**Work to be completed**
Wherever the string "kitchen" appears in the listing, copy that line.

(Exercise input begins)

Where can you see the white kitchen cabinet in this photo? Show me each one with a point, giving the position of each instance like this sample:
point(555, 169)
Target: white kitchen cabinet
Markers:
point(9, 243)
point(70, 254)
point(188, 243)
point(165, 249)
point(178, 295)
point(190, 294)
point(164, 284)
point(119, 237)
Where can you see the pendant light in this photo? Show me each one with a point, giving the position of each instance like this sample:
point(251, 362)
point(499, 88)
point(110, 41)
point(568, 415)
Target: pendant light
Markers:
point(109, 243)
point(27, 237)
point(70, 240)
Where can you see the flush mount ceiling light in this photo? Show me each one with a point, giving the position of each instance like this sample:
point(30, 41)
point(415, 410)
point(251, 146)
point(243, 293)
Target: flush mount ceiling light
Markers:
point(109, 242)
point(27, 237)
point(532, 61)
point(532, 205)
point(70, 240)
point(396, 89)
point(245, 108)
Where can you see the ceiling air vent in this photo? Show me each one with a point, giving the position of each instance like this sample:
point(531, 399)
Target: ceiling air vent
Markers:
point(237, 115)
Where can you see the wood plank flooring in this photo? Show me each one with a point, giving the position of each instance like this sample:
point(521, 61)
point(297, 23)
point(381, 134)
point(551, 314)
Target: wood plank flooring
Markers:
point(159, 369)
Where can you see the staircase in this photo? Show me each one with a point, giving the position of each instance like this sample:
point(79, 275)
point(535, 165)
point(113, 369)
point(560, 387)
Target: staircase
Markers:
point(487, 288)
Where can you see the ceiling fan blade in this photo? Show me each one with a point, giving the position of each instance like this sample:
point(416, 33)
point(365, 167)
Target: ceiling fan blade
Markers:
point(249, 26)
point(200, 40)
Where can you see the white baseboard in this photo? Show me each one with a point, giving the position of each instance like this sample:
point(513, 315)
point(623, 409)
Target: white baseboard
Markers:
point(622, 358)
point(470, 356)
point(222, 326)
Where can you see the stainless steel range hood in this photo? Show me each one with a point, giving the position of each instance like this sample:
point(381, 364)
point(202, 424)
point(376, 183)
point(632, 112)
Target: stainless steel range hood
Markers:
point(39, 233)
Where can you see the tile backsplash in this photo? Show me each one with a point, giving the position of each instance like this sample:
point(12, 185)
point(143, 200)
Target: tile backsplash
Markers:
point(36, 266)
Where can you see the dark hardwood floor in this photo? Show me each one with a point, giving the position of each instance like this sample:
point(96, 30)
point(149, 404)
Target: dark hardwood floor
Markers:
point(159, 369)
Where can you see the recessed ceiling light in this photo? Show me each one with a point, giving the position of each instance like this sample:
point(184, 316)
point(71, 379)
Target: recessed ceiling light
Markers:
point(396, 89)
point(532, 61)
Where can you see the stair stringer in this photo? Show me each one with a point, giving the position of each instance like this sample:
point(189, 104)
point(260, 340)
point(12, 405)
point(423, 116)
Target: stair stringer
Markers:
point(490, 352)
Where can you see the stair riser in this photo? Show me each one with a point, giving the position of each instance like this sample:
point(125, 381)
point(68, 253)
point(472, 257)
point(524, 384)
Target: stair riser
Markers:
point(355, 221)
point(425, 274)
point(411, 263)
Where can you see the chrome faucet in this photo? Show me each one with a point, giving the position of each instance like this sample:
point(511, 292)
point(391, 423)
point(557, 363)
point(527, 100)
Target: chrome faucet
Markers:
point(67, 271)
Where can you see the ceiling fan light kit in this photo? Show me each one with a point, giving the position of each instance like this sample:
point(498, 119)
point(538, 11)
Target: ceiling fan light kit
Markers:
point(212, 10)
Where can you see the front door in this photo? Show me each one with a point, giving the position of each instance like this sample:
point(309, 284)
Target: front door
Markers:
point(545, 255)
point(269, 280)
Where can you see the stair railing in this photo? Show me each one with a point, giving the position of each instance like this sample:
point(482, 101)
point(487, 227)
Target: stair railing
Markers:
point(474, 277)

(Exercise input ends)

**Result of the exercise**
Where can you see the white kitchen cabinet in this photo? Show me each one with a point, giving the position of each instance like this sample:
Target: white kitchen cabinet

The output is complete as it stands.